'''
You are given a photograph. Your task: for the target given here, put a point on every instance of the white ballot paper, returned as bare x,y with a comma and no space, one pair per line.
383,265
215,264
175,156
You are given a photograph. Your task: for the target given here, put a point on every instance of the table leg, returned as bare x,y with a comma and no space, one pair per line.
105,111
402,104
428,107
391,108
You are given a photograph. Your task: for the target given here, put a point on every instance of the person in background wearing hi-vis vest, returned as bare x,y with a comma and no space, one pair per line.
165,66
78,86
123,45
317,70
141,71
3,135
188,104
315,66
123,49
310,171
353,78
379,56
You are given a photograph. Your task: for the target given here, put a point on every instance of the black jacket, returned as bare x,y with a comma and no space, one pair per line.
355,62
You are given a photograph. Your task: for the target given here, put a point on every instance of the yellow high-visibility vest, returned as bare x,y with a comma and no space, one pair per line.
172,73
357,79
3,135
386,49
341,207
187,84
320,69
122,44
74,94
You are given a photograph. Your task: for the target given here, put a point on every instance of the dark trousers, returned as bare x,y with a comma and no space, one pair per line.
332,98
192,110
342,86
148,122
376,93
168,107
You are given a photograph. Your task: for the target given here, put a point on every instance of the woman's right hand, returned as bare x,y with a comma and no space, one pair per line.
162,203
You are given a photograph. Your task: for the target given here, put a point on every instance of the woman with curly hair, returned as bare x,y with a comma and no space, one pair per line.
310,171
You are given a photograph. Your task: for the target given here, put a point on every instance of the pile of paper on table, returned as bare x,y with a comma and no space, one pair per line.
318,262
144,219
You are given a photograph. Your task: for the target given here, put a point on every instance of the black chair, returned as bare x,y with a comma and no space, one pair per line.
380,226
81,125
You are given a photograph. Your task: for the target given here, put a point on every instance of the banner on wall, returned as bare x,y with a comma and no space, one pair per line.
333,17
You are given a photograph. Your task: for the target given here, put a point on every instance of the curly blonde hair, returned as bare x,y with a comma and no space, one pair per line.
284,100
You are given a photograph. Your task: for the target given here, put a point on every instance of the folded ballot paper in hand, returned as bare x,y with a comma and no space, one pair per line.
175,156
'''
● **What this task involves**
All lines of the data above must be repeated exactly.

● **Result of this exercise**
You are given a photograph. Your task: for the target given here, put a point on every instance of the white ballot paper, returned as bare x,y with a comma and no space, one pair per line.
383,265
215,264
175,156
You are given a photograph. Your task: for the target given here, put a point on every instance of the table leg, returned as bare x,y with a comma and no space, one pair per line.
105,111
402,104
428,107
391,108
You are given a photograph. Your task: for the target given here, put a point on every instance of the person in background wearing hi-vis vest, returned as bare x,y with a comma and no space, one pair per line.
165,66
78,86
123,45
317,70
141,71
3,135
188,104
315,66
123,49
310,171
353,78
379,56
You are given a photograph. Your task: for the target given here, put a point on every instance of the black jacket, returned as bare x,y with a comma and no space, one pair per line.
355,62
You are given a photograph. Your task: for the target given here, put a point on every instance of the yellow high-visibility vest, returned as bare x,y with a comma and no space, one pair per line.
172,73
357,79
3,135
386,49
341,207
187,84
320,69
122,44
74,94
You are given a photograph. Your task: for the target given here, put a point on every instance of the dark trousers, returned as bare x,y with a comma and no space, one pair per line.
332,98
192,110
342,86
148,122
376,93
168,107
You are given a photograph. Your task: for the target given here, put a point on every instance of the woman's right hand, returned as bare x,y with a comma and no space, one pair per line.
162,203
You are given a photograph. Your task: for the target given here, put a point on every instance of the woman with curly hair, returned as bare x,y with a comma and no space, one pair per line.
310,171
You are given a photograph. Your task: for the target given here, put a point on every instance of the pile of paper on table, returned as bare x,y with a comma and no space, one pair per line.
318,262
144,219
You are given a photograph. Your task: for the target given here, put a point on every instance of the black chair, returned as bare x,y with a comma and no space, one pair per line.
380,226
81,125
You are given a photograph. Your task: for the target given here, put a point on every instance of the banner on wall, returned as bare x,y with a comma and no space, one pair per line.
333,17
You are given a photograph. Your task: for the target given here, put a point on every instance of the curly blonde hair, returned as bare x,y with a comma and no space, one pair per line.
284,100
You are given a photograph. Your task: for the target given here, put a point on every instance of the folded ballot paper in hand, returned as bare x,y with a comma and no space, one pair per line.
175,156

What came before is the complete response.